* [DATA SUPPLIED]:
>>>
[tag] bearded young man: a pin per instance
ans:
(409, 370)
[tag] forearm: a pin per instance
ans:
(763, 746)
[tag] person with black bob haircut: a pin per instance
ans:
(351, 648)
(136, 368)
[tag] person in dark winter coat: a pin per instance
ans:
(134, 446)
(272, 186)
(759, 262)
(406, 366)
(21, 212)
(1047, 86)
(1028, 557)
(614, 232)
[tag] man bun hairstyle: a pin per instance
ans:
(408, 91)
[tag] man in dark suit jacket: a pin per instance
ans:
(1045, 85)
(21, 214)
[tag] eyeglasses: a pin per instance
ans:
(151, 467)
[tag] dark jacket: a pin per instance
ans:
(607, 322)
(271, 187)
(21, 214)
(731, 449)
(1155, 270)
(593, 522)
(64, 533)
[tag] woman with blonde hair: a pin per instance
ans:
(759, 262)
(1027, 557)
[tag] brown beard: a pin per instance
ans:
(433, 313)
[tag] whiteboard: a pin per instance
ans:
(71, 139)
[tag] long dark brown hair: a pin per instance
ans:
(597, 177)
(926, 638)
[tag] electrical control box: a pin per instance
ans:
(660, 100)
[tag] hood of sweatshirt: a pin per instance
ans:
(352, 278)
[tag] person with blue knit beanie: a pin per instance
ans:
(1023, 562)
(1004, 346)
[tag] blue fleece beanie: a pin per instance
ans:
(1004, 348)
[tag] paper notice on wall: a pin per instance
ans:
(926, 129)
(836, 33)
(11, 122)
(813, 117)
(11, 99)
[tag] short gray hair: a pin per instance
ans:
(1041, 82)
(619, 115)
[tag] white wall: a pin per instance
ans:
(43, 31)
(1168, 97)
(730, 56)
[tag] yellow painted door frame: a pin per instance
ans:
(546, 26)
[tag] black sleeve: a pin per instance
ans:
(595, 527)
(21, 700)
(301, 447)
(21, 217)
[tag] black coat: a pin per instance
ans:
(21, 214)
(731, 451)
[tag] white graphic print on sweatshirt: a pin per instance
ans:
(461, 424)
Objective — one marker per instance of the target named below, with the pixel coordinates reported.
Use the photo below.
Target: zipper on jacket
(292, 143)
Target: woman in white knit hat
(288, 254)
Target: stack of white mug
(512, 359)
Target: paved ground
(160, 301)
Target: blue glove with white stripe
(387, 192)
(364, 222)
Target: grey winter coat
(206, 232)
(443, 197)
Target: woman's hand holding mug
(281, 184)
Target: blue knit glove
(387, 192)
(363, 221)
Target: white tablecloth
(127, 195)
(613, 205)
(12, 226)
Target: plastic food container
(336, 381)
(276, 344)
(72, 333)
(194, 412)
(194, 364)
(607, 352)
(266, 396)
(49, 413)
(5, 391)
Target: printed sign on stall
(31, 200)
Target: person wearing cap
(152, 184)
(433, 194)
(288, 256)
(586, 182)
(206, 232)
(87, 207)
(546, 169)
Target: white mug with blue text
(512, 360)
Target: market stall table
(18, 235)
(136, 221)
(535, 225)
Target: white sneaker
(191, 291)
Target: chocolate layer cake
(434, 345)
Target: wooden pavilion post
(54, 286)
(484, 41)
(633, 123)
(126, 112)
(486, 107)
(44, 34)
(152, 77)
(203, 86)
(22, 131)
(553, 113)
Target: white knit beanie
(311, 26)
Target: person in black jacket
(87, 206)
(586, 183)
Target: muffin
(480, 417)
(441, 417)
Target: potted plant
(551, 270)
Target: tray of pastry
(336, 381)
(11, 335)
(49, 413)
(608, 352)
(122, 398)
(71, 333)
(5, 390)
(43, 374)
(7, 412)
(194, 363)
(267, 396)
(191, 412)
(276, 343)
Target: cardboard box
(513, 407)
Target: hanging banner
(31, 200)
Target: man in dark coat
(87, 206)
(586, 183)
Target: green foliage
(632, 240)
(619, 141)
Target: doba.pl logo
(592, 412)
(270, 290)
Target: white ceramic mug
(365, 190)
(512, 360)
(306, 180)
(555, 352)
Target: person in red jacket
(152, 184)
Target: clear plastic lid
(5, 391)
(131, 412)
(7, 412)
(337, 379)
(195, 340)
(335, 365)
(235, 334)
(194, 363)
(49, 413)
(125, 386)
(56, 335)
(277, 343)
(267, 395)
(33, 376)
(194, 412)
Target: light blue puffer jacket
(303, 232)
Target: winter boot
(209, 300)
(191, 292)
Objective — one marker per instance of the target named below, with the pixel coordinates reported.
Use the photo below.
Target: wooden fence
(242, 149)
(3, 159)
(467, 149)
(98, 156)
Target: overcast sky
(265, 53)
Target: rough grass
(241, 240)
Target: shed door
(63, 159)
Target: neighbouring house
<<<
* [WHAT YOU ARE ASKED TO DO]:
A faithful copy of the whole listing is needed.

* [EXPECTED ANSWER]:
[tag] bearded young man: a pin per instance
ans:
(409, 370)
[tag] forearm: a pin per instance
ans:
(763, 746)
[tag] person with black bob haircut: a pin per instance
ans:
(351, 648)
(136, 368)
[tag] person in dark winter coat: a pin per instance
ans:
(134, 446)
(272, 186)
(759, 262)
(406, 366)
(21, 212)
(1047, 86)
(1028, 557)
(614, 232)
[tag] man bun hairstyle: a pin per instance
ans:
(408, 91)
[tag] man in dark suit jacket: a pin per instance
ans:
(1045, 85)
(21, 214)
[tag] eyeglasses: a pin per instance
ans:
(151, 467)
[tag] dark jacket: a pin per instance
ans:
(607, 322)
(271, 187)
(21, 214)
(731, 449)
(1155, 270)
(593, 522)
(64, 533)
[tag] woman with blonde hair: a pin per instance
ans:
(759, 262)
(1027, 557)
[tag] brown beard: a pin per instance
ans:
(433, 313)
[tag] whiteboard: a pin per instance
ans:
(71, 139)
[tag] long dark brown hair: a pin per instance
ans:
(597, 177)
(926, 638)
[tag] electrical control box: a pin per instance
ans:
(660, 100)
[tag] hood of sweatshirt: a pin per instance
ans:
(352, 278)
[tag] person with blue knit beanie: a pin per instance
ans:
(1023, 562)
(1004, 346)
[tag] blue fleece beanie: a pin per instance
ans:
(1004, 348)
[tag] paper notice on wall: a pin per instance
ans:
(926, 129)
(836, 33)
(11, 122)
(813, 117)
(11, 99)
[tag] short gray hair: a pin per instance
ans:
(1041, 82)
(619, 115)
[tag] white wall: a pin per instance
ans:
(43, 31)
(1168, 97)
(730, 56)
[tag] yellow painted door frame: a pin per instance
ans:
(546, 26)
[tag] black sleeve: a pin per instance
ans:
(595, 527)
(21, 700)
(301, 447)
(21, 217)
[tag] black coat: a pin per instance
ans:
(21, 214)
(731, 451)
[tag] white graphic print on sweatshirt: a pin per instance
ans:
(461, 424)
Objective — one marker per instance of the target named below, with the pixel coordinates reported.
Use the photo below.
Target: zipper on jacket
(292, 143)
Target: woman in white knit hat
(288, 254)
Target: stack of white mug
(512, 359)
Target: paved ground
(160, 301)
Target: blue glove with white stripe
(387, 192)
(364, 222)
Target: grey winter coat
(206, 232)
(443, 197)
Target: woman's hand holding mug
(281, 184)
Target: blue knit glove
(387, 192)
(363, 221)
Target: white tablecloth
(127, 195)
(613, 205)
(12, 226)
Target: plastic food container
(336, 381)
(276, 344)
(72, 333)
(194, 412)
(194, 364)
(607, 352)
(266, 396)
(49, 413)
(5, 391)
Target: printed sign on stall
(31, 200)
Target: person wearing cap
(152, 184)
(433, 194)
(288, 256)
(586, 182)
(206, 232)
(87, 207)
(546, 169)
Target: white mug with blue text
(512, 360)
Target: market stall table
(18, 235)
(136, 221)
(535, 225)
Target: white sneaker
(191, 291)
Target: chocolate layer cake
(434, 345)
Target: wooden pavilion post
(54, 286)
(484, 41)
(633, 123)
(126, 112)
(486, 107)
(44, 34)
(152, 77)
(203, 86)
(22, 131)
(553, 113)
Target: white knit beanie
(311, 26)
Target: person in black jacket
(87, 206)
(586, 183)
Target: muffin
(480, 417)
(441, 417)
Target: potted plant
(551, 270)
Target: tray of pastry
(336, 381)
(11, 335)
(49, 413)
(608, 352)
(122, 398)
(71, 333)
(5, 390)
(43, 374)
(7, 412)
(194, 363)
(267, 396)
(191, 412)
(276, 343)
Target: cardboard box
(513, 407)
Target: hanging banner
(31, 200)
Target: man in dark coat
(87, 206)
(586, 183)
Target: green foliage
(632, 240)
(619, 141)
Target: doba.pl logo
(592, 412)
(270, 290)
Target: white ceramic mug
(365, 190)
(512, 360)
(306, 180)
(555, 352)
Target: person in red jacket
(152, 184)
Target: clear plastic lid
(5, 391)
(131, 412)
(7, 412)
(337, 379)
(195, 340)
(335, 365)
(235, 334)
(194, 363)
(49, 413)
(125, 386)
(56, 335)
(277, 343)
(267, 395)
(33, 376)
(194, 412)
Target: light blue puffer jacket
(303, 232)
Target: winter boot
(209, 300)
(191, 292)
Objective — one marker per instance of the target named below, with the pixel coordinates reported.
Use the photo below.
Target: wooden fence
(242, 149)
(3, 159)
(467, 149)
(98, 156)
Target: overcast sky
(265, 53)
Target: rough grass
(241, 240)
Target: shed door
(63, 159)
Target: neighbouring house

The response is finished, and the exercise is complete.